▶ THE DATA:
= = = = = = =

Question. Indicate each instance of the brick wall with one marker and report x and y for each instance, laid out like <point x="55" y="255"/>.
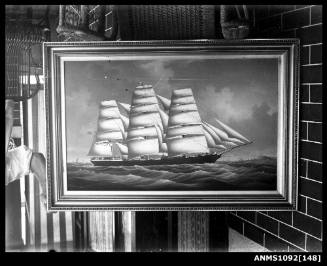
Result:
<point x="295" y="230"/>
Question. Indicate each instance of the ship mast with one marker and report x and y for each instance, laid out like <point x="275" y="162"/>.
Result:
<point x="111" y="129"/>
<point x="143" y="139"/>
<point x="185" y="134"/>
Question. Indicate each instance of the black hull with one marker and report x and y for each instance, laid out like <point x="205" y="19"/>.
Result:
<point x="210" y="158"/>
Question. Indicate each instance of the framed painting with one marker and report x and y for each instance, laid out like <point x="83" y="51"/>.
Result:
<point x="172" y="125"/>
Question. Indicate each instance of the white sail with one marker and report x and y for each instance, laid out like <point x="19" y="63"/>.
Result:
<point x="101" y="149"/>
<point x="187" y="145"/>
<point x="109" y="112"/>
<point x="221" y="147"/>
<point x="143" y="86"/>
<point x="210" y="141"/>
<point x="185" y="130"/>
<point x="123" y="148"/>
<point x="125" y="121"/>
<point x="145" y="119"/>
<point x="188" y="117"/>
<point x="162" y="145"/>
<point x="126" y="107"/>
<point x="142" y="132"/>
<point x="185" y="134"/>
<point x="164" y="101"/>
<point x="152" y="107"/>
<point x="229" y="144"/>
<point x="231" y="131"/>
<point x="183" y="100"/>
<point x="109" y="135"/>
<point x="183" y="108"/>
<point x="237" y="141"/>
<point x="110" y="103"/>
<point x="182" y="92"/>
<point x="144" y="100"/>
<point x="139" y="146"/>
<point x="212" y="133"/>
<point x="110" y="124"/>
<point x="164" y="119"/>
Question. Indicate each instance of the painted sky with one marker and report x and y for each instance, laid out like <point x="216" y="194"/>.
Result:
<point x="240" y="92"/>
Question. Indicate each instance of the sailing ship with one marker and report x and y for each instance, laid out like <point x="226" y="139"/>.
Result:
<point x="157" y="130"/>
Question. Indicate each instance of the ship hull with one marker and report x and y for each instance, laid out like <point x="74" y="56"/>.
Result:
<point x="208" y="158"/>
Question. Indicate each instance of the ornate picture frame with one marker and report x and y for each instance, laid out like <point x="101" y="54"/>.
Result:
<point x="274" y="61"/>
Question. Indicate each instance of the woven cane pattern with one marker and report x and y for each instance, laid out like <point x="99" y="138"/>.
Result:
<point x="167" y="22"/>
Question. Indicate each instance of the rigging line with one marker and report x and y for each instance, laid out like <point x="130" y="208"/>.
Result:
<point x="227" y="150"/>
<point x="158" y="81"/>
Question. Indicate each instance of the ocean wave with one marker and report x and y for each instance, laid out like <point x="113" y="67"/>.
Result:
<point x="252" y="174"/>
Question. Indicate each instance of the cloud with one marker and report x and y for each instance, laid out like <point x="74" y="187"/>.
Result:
<point x="161" y="74"/>
<point x="223" y="104"/>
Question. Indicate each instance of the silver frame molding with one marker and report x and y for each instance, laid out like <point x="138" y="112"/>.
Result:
<point x="283" y="198"/>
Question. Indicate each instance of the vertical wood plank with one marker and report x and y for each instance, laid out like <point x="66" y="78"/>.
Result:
<point x="101" y="231"/>
<point x="193" y="231"/>
<point x="218" y="229"/>
<point x="128" y="229"/>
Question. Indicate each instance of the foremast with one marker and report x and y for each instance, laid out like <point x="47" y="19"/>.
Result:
<point x="111" y="129"/>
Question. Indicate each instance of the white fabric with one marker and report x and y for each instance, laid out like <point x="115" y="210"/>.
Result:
<point x="18" y="162"/>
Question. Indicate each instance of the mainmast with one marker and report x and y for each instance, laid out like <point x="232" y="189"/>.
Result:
<point x="111" y="129"/>
<point x="185" y="134"/>
<point x="142" y="136"/>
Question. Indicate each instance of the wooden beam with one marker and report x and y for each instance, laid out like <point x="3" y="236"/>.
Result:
<point x="193" y="231"/>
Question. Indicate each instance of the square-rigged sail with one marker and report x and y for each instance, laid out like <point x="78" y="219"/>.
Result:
<point x="110" y="129"/>
<point x="185" y="134"/>
<point x="143" y="139"/>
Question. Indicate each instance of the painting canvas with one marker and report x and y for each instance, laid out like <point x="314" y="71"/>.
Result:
<point x="190" y="123"/>
<point x="160" y="122"/>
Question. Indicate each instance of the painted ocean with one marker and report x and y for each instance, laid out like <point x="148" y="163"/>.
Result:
<point x="255" y="174"/>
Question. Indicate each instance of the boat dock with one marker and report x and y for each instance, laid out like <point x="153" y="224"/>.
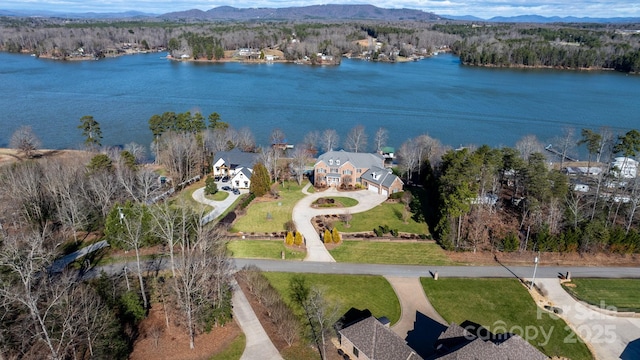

= = = = = = =

Where an entry contains an image, skip the image; repeat everything else exactly.

Question. Indicate each instance of the brick wall with one marker and report x and y for each instance, laid out like <point x="55" y="255"/>.
Result:
<point x="295" y="230"/>
Question. Indicate each instance of the ship mast with one marker and report x and y for each instance, laid out like <point x="275" y="162"/>.
Result:
<point x="111" y="129"/>
<point x="143" y="139"/>
<point x="185" y="134"/>
Question. Indicate each instance of the black hull with one marker and report x and y for each instance, laid out like <point x="205" y="19"/>.
Result:
<point x="210" y="158"/>
Question. Indicate each instance of the framed painting with one marker and report x and y for each instance, laid out like <point x="83" y="51"/>.
Result:
<point x="172" y="125"/>
Question. Indicate each instance of the white sail with one marker and report x and y for each instance, laid out like <point x="19" y="63"/>.
Result:
<point x="101" y="149"/>
<point x="187" y="145"/>
<point x="109" y="112"/>
<point x="221" y="147"/>
<point x="143" y="86"/>
<point x="210" y="141"/>
<point x="185" y="130"/>
<point x="123" y="148"/>
<point x="125" y="121"/>
<point x="145" y="119"/>
<point x="188" y="117"/>
<point x="162" y="145"/>
<point x="126" y="107"/>
<point x="142" y="132"/>
<point x="185" y="134"/>
<point x="164" y="101"/>
<point x="152" y="107"/>
<point x="229" y="144"/>
<point x="231" y="131"/>
<point x="183" y="100"/>
<point x="109" y="135"/>
<point x="183" y="108"/>
<point x="237" y="141"/>
<point x="110" y="103"/>
<point x="182" y="92"/>
<point x="144" y="100"/>
<point x="139" y="146"/>
<point x="212" y="133"/>
<point x="110" y="124"/>
<point x="164" y="119"/>
Question. Indicate each instance of the painted sky with one marker and report x and y for each instance, laid out like <point x="216" y="194"/>.
Result:
<point x="240" y="92"/>
Question. Indicate each instance of the sailing ship with one marker and report x and y for each instance, laid out like <point x="226" y="139"/>.
Result:
<point x="157" y="130"/>
Question. Indicate each instance of the ship hull with one marker and report x and y for each instance, laid out like <point x="74" y="56"/>.
Result:
<point x="208" y="158"/>
Question. Indicate each instance of the ornate picture frame with one marker and report x and y for each instance, laid out like <point x="101" y="54"/>.
Result:
<point x="274" y="61"/>
Question. Indicate each instance of the woven cane pattern with one marker and report x and y for each instance, laid out like <point x="99" y="138"/>.
Result:
<point x="167" y="22"/>
Question. Indicate each instance of the rigging line with one marker and report x and y for each instance, laid out like <point x="130" y="208"/>.
Result:
<point x="227" y="150"/>
<point x="158" y="81"/>
Question. Indicate each instance of the ocean wave with one marker and report x and y for each instance, laid out like <point x="113" y="67"/>.
Result:
<point x="252" y="174"/>
Question. Indicate each instance of the cloud with one marker and report x and y for each instance, laid out like <point x="74" y="187"/>.
Result:
<point x="161" y="74"/>
<point x="223" y="104"/>
Question. Indicate each instance of the silver frame molding with one marker and report x and y for each instance, laid out like <point x="138" y="112"/>.
Result:
<point x="283" y="198"/>
Question. Indicate each instance of the vertical wood plank with one marker and report x and y for each instance, laid out like <point x="66" y="78"/>.
Result:
<point x="101" y="231"/>
<point x="193" y="231"/>
<point x="218" y="229"/>
<point x="128" y="229"/>
Question. Indicate each instance of the foremast with one marker and report x and y for each instance, laid out like <point x="47" y="19"/>.
Result:
<point x="111" y="129"/>
Question. Indicate each instance of the white fabric with one marker and report x and y for each instance, laid out like <point x="115" y="210"/>.
Result:
<point x="18" y="162"/>
Question. Indicate each instance of the mainmast with one marker and report x and y for each instance, laid out like <point x="232" y="189"/>.
Result:
<point x="111" y="129"/>
<point x="185" y="134"/>
<point x="142" y="136"/>
Question. Indicate each instance of the wooden beam with one marker and report x and y for each instance, laid out like <point x="3" y="236"/>.
Result:
<point x="193" y="231"/>
Question. Indicate each instance of the square-rigged sail with one marker and report x and y for each instance, laid out like <point x="78" y="219"/>.
Result:
<point x="110" y="129"/>
<point x="185" y="134"/>
<point x="143" y="139"/>
Question. Indicate each instance of the painting canvas with one marker and report x and y for each instance, laid out like <point x="314" y="71"/>.
Result:
<point x="190" y="123"/>
<point x="160" y="122"/>
Question. Indicate each instance of the painted ocean with one marker and report x and y for each instance, laid out like <point x="148" y="163"/>.
Result:
<point x="255" y="174"/>
Question. Indicate each instance of the boat dock with one marker and report x and y for each instance, laid out like <point x="153" y="224"/>.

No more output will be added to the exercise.